_AANGELEVERD MATERIAAL_.
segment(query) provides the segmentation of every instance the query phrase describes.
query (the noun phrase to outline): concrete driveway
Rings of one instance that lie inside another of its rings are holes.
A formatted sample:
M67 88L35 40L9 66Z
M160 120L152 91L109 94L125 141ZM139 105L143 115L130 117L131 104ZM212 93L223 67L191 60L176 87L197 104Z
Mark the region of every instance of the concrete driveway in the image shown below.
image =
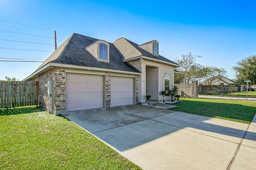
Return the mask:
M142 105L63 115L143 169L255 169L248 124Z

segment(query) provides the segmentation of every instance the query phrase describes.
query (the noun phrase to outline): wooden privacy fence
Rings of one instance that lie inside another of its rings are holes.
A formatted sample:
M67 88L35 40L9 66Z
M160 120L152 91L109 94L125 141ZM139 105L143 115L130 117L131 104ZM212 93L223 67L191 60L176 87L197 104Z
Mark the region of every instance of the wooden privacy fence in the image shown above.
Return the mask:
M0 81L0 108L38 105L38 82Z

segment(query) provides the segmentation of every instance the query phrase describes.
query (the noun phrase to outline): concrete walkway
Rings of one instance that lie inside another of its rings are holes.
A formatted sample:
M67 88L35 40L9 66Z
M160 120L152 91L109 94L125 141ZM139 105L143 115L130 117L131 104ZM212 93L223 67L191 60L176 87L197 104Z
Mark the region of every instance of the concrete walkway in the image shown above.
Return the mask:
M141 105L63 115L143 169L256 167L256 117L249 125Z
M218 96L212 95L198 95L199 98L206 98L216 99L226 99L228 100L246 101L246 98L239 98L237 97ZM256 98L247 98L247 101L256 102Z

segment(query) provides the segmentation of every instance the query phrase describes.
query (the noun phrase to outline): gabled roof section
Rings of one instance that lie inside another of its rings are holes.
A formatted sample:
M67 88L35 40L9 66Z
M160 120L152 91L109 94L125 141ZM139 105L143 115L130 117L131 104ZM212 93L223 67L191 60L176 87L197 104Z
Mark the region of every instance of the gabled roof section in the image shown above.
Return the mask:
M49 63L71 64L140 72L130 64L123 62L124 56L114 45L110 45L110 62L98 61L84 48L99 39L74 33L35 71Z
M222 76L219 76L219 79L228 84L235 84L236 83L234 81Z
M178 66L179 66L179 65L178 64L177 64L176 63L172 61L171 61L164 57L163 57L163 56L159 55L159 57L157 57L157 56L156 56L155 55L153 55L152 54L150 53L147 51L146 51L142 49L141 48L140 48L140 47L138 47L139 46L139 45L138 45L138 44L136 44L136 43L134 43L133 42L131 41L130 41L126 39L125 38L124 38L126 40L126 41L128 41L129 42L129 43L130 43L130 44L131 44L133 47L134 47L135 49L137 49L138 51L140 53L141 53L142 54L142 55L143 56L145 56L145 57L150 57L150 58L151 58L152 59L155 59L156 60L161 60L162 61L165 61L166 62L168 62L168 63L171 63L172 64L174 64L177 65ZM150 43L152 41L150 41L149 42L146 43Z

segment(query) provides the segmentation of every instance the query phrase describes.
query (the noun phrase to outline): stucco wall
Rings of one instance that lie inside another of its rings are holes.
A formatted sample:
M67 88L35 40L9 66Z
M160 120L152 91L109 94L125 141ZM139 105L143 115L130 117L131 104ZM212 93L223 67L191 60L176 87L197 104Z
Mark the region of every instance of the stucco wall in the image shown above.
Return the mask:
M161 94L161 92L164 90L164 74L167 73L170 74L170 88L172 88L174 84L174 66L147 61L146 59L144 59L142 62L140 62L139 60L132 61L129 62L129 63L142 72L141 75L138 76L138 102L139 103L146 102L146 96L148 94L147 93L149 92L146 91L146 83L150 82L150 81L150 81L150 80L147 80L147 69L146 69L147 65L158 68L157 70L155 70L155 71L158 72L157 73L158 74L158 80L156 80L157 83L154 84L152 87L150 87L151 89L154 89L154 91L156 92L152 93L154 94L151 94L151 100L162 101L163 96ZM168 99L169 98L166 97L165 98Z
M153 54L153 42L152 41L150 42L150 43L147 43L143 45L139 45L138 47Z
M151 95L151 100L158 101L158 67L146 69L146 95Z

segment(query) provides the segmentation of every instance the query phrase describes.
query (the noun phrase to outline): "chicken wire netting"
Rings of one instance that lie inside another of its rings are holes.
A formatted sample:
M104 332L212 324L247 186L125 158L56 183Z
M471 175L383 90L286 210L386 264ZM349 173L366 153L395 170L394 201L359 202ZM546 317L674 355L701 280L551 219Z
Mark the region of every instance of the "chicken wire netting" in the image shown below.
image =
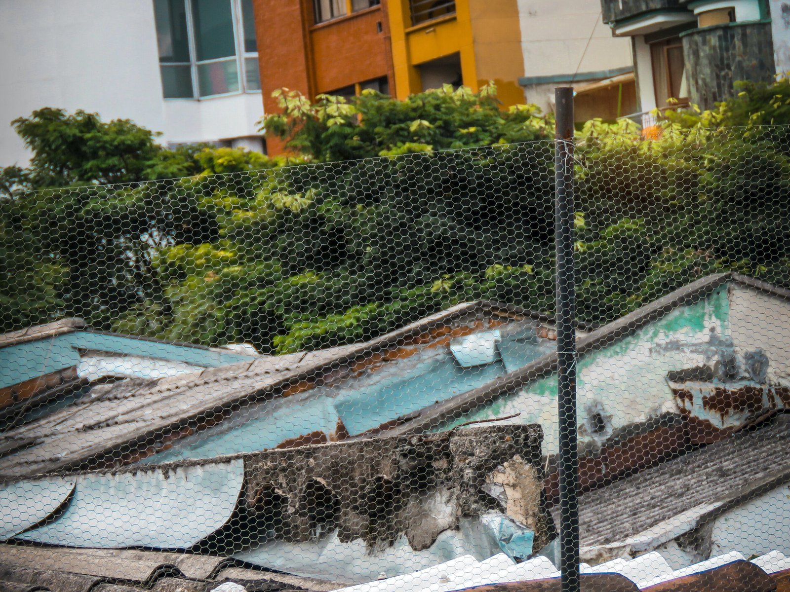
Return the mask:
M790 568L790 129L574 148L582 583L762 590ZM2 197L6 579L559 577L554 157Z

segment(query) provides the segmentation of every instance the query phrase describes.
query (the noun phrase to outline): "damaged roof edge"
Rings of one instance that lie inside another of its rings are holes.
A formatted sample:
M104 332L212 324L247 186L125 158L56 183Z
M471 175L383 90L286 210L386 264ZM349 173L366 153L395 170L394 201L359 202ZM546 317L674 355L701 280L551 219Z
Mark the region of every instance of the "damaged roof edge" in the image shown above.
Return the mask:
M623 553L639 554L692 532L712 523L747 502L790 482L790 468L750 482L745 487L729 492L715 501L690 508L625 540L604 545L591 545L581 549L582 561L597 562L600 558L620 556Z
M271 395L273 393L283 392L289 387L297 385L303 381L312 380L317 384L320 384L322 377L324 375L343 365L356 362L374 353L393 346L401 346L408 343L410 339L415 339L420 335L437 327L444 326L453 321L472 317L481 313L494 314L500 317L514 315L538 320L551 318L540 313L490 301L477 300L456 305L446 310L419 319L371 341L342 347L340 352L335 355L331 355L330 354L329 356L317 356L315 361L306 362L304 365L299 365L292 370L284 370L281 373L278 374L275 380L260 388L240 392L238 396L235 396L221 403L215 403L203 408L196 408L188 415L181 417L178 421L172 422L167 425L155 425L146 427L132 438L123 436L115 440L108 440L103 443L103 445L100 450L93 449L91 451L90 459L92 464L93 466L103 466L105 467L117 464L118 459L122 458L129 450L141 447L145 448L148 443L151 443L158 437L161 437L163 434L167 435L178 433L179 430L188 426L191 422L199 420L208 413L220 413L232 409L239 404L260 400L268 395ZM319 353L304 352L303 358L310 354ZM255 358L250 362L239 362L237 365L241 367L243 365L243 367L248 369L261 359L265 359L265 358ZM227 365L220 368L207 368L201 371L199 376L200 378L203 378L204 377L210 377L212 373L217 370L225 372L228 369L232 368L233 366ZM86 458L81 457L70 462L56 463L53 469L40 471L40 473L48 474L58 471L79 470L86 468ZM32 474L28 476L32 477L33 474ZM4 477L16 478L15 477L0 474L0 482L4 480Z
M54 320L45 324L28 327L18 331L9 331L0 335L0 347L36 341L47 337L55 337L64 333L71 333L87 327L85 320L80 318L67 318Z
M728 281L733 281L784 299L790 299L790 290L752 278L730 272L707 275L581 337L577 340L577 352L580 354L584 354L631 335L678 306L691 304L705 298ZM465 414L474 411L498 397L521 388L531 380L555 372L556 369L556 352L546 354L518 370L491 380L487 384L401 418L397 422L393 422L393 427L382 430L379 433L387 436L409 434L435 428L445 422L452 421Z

_SCHRIFTELIJKE OPGAVE_. Verzamel uit de records hierboven elke regel waarin de tekenreeks "edge" voorkomt, en neem die regels ongewijzigd over.

_ANTWOORD OPDRACHT_.
query (the noun phrase to outline): "damaged roof edge"
Mark the region of every instance of the "damaged roof edge" in the image shown above.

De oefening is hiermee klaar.